Week 9: Searching

Announcements

Work on the implementation stage of lab 7 this week. As a reminder, implementations must be done individually. It is due on Saturday, before midnight.

Week 9 Topics

Search motivation
Linear search
Complexity of linear search
Binary search
Complexity of binary search

Number Guessing Game

To help us with our upcoming analysis of searching, let’s consider a number guessing game. Here are the rules:

At the start, the program should ask the user which mode to play the game in: easy or hard.
The game then chooses a random target number between 0 and 200.
The game should then repeatedly prompt the user for a guess of the number. It should check the user’s number against the target. If they match, the user has won and the game ends. Otherwise:
- In easy mode, tell the user whether the target is lower or higher than the value they entered.
- In hard mode, just tell the user whether the guess was right or wrong, but don’t give any additional hints or feedback.

Search Motivation

Computer Science as a discipline is focused on two primary questions:

What types of problems can be solved computationally?
How efficiently can these problems be solved?

One of the core problems we computers are asked to solved is the search problem. Broadly speaking, the search problem searches for a query item in a potentially large set of potential matches. For two large internet companies, search is one part of their core business model.

Searching efficiently can help you solve larger problems, help more customers, or make larger profits. So how do we organize data and write code/algorithms to search efficiently? And what do we even mean by efficient?

Task directions: Pick up the course notes on searching after their last sentence and continue writing them.

Data extract:

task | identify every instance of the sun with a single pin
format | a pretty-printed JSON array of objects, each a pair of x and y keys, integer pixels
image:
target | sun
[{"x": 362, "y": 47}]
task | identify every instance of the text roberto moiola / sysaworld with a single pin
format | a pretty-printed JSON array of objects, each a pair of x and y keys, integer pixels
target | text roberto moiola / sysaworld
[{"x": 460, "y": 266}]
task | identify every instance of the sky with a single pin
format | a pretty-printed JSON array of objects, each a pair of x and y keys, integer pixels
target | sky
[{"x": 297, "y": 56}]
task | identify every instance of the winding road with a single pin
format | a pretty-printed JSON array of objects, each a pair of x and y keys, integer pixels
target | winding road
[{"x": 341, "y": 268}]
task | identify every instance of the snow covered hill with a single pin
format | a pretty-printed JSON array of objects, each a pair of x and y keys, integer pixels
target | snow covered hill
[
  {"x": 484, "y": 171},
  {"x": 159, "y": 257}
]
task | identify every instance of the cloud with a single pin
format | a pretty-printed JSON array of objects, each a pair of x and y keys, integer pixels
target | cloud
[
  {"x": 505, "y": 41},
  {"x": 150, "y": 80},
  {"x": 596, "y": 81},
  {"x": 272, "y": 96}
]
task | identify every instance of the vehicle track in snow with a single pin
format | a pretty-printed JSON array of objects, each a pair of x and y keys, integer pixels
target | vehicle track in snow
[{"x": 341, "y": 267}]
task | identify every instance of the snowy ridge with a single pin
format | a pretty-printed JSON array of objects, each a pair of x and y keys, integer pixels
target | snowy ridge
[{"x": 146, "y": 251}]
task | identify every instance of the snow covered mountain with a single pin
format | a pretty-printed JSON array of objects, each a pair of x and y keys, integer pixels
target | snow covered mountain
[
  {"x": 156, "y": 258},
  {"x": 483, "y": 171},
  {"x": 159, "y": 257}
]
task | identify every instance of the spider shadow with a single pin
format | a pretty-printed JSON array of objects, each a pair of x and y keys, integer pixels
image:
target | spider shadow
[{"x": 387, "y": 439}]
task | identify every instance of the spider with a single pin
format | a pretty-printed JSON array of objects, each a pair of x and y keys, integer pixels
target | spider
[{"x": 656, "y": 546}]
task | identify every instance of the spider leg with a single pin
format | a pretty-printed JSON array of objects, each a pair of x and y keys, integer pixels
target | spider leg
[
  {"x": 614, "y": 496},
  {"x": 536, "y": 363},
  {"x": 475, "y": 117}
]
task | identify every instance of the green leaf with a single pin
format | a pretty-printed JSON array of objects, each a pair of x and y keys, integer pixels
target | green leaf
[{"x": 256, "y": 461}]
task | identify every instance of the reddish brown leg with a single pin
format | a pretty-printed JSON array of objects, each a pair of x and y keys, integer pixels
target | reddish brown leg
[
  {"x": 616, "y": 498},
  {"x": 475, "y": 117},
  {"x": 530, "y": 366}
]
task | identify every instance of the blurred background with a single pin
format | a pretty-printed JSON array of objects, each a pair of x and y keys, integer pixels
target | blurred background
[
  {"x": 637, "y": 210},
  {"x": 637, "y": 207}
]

Response to this task:
As concrete examples, Google once found that a half-second delay caused a 20% drop in traffic, and 100 extra milliseconds of page load time reduced Amazon’s revenue substantially.

Consider the two game modes in your number guessing game — the modes differ slightly in how they give you feedback when your guess is wrong. Try playing both games. Do you have a different strategy for one game than the other? Why?

Algorithmic Complexity

In addition to learning and coding a few searching and sorting algorithms over the next two weeks, we’ll also start analyzing algorithms. We can analyze and compare algorithms by classifying them into broad complexity categories so we can compare one type of algorithm to another without worrying about details like implementation language used or speed of the physical machine.

To analyze the complexity of an algorithm, we need to consider several questions. For now, we’ll think about these in the context of searching, but these idea apply much more generally too:

What are the resources are we trying to optimize for? (e.g., minimize time to win the game, minimize CPU time, minimize memory usage)
How do we analyze how long it takes for an algorithm to finish?
If we want to count the "steps" needed to complete a task, what counts as a step? (e.g., number of guesses, number of comparisons made in a search)
Do we care about the best case scenario, what happens on average, or the worst case?

Let’s draw a rough analysis of our guessing game on the board.

Three algorithms to compare

To start I’ve got three algorithms to consider, which I am calling the handshake algorithm, the introductions algorithm, and the RPS algorithm. Here are short descriptions of each:

Handshake: suppose I have a class full of 34 students, and I want to meet each of my students. To do this, I walk around and say "Hi, I’m Kevin" to each student and shake their hand.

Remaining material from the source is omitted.